Saved data entries

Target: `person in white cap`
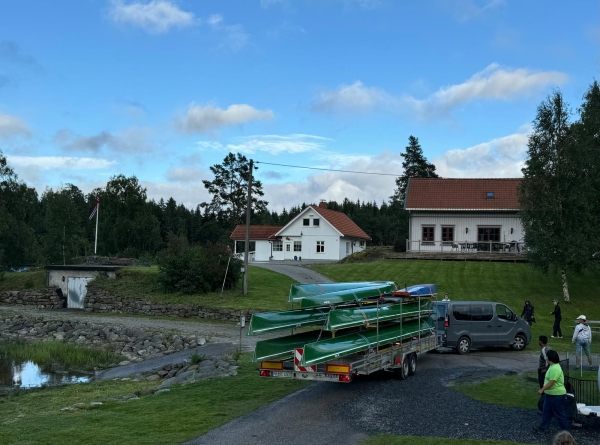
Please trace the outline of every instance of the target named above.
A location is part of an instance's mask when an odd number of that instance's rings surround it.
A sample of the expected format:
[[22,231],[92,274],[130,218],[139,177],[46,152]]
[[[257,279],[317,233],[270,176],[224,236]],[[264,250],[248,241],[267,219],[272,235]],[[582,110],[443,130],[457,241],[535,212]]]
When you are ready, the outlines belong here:
[[592,367],[592,354],[590,354],[590,343],[592,342],[592,329],[586,323],[587,319],[585,315],[580,315],[577,317],[577,326],[575,326],[575,331],[573,332],[573,340],[575,343],[575,355],[577,360],[577,368],[581,368],[581,356],[582,351],[585,353],[588,359],[588,363],[590,364],[590,370],[593,370]]

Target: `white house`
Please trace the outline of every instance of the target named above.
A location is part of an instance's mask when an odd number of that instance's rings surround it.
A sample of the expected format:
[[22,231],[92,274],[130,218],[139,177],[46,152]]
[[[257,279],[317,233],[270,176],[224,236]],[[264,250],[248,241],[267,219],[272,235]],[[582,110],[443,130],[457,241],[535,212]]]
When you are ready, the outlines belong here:
[[520,252],[520,181],[409,179],[407,251]]
[[[245,226],[235,228],[230,238],[237,253],[245,239]],[[284,227],[250,226],[255,243],[254,261],[341,260],[364,250],[371,237],[348,216],[327,208],[327,203],[306,207]]]

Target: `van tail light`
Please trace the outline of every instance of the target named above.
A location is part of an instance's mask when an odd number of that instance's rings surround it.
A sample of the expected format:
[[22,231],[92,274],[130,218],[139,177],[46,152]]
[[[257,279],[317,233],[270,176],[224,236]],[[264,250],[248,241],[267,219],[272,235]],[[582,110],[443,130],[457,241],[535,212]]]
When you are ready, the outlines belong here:
[[260,376],[261,377],[271,377],[271,371],[260,371]]
[[338,382],[349,382],[351,379],[349,375],[341,375],[338,377]]
[[447,328],[450,326],[450,316],[446,313],[446,317],[444,319],[444,327]]

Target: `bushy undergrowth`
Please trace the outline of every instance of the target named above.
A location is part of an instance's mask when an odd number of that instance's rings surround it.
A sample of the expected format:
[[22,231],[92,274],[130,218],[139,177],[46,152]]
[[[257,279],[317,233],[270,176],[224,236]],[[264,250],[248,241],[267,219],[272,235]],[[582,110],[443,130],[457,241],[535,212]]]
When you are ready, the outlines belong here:
[[88,349],[71,343],[45,341],[28,343],[10,340],[0,343],[0,358],[15,361],[32,361],[44,371],[78,370],[93,371],[124,360],[112,349]]
[[214,292],[223,280],[225,289],[233,289],[241,276],[242,262],[231,257],[226,245],[190,246],[185,237],[172,237],[157,262],[159,283],[167,292]]

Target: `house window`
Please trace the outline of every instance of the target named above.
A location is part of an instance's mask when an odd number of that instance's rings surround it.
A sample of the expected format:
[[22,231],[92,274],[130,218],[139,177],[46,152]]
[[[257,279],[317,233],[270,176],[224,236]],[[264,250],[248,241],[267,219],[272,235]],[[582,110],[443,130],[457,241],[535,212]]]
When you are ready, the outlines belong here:
[[302,241],[294,241],[294,252],[302,252]]
[[292,245],[290,243],[285,245],[285,251],[286,252],[291,252],[292,251]]
[[318,226],[318,225],[319,225],[319,218],[313,219],[313,226]]
[[302,220],[302,225],[303,226],[310,226],[310,219],[309,218],[304,218]]
[[477,241],[500,241],[500,227],[478,227]]
[[317,253],[325,253],[325,241],[317,241]]
[[494,196],[494,192],[486,192],[486,193],[485,193],[485,197],[486,197],[486,198],[489,198],[489,199],[493,199],[493,198],[495,198],[495,196]]
[[283,241],[273,241],[273,252],[283,252]]
[[364,241],[360,242],[360,247],[365,247],[365,242]]
[[423,226],[423,237],[421,241],[424,243],[433,243],[433,231],[435,226]]
[[350,243],[348,241],[346,241],[346,255],[350,255],[350,250],[351,250]]
[[445,244],[454,242],[454,226],[442,226],[442,242]]

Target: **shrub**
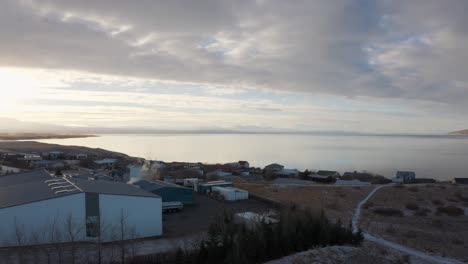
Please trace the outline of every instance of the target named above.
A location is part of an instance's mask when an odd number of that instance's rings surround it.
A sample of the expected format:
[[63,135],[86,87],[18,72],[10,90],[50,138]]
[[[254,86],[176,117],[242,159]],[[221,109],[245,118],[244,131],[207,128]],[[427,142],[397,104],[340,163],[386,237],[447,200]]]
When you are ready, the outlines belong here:
[[454,240],[452,240],[452,244],[454,244],[454,245],[463,245],[465,243],[463,242],[463,240],[455,238]]
[[418,189],[417,186],[411,186],[411,187],[408,188],[408,191],[410,191],[410,192],[418,192],[419,189]]
[[462,202],[468,203],[468,197],[463,196],[463,195],[461,194],[460,191],[457,191],[457,192],[455,193],[455,196],[456,196],[458,199],[460,199]]
[[329,221],[323,213],[291,209],[281,211],[278,217],[276,224],[246,225],[226,213],[210,225],[207,237],[192,249],[135,257],[128,263],[264,263],[314,247],[359,245],[364,239],[362,232],[353,233],[340,221]]
[[443,205],[441,200],[432,200],[432,203],[435,205]]
[[417,215],[417,216],[427,216],[427,214],[429,214],[431,212],[431,210],[427,209],[427,208],[421,208],[419,209],[418,211],[416,211],[416,213],[414,213],[414,215]]
[[439,206],[437,207],[437,212],[440,212],[442,214],[446,214],[448,216],[461,216],[465,214],[465,210],[456,207],[456,206]]
[[405,188],[405,186],[403,184],[395,184],[395,185],[393,185],[393,188],[403,189],[403,188]]
[[417,205],[415,203],[407,203],[405,205],[405,207],[406,207],[406,209],[413,210],[413,211],[419,210],[419,205]]
[[442,220],[436,219],[436,220],[432,221],[432,226],[435,227],[435,228],[441,229],[441,228],[444,227],[444,223],[442,222]]
[[447,186],[444,186],[444,185],[439,185],[439,189],[441,189],[441,190],[445,190],[445,189],[447,189]]
[[404,216],[403,212],[399,209],[395,208],[376,208],[373,210],[375,214],[383,215],[383,216]]
[[386,228],[385,228],[385,232],[387,234],[390,234],[390,235],[395,235],[396,234],[396,228],[393,226],[393,225],[388,225]]

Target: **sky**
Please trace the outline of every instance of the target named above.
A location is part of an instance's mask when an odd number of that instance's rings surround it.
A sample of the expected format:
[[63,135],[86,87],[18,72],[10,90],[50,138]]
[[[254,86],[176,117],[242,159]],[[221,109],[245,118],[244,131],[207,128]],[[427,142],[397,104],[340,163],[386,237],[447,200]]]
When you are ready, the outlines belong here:
[[0,117],[71,127],[465,129],[466,10],[466,0],[2,0]]

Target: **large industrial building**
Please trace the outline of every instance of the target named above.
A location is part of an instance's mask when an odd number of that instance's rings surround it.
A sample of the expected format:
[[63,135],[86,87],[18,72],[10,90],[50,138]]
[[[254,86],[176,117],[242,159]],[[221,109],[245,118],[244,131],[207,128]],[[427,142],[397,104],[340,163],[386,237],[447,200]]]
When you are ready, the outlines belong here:
[[124,183],[53,177],[44,170],[0,177],[0,246],[68,242],[70,229],[74,241],[109,242],[120,237],[114,233],[122,226],[128,239],[161,236],[161,197]]
[[193,189],[163,181],[140,180],[133,183],[141,189],[157,194],[163,202],[194,204]]

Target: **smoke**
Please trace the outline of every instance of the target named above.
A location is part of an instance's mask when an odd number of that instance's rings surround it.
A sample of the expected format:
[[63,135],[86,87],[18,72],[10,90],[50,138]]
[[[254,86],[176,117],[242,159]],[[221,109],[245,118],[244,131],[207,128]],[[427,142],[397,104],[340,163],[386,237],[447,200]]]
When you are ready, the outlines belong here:
[[130,175],[130,180],[127,182],[128,184],[133,184],[140,180],[159,180],[160,170],[162,168],[162,164],[158,161],[151,161],[145,160],[141,165],[141,169],[139,173],[135,173]]

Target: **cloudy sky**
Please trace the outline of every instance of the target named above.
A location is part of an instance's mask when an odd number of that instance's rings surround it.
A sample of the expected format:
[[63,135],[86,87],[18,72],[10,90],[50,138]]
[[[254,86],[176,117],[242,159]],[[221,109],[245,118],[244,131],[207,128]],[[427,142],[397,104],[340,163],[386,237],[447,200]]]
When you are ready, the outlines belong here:
[[67,126],[468,128],[466,0],[0,1],[0,117]]

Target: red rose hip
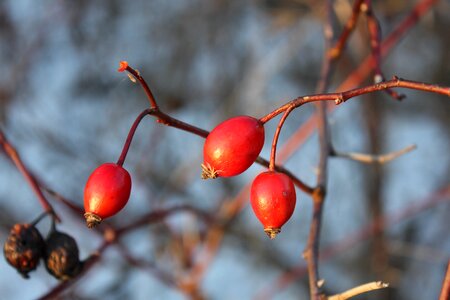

▸ **About this exercise**
The lines you need are those containing "house"; find them in the records and copy them.

▸ **Task result**
Target: `white house`
Target: `house window`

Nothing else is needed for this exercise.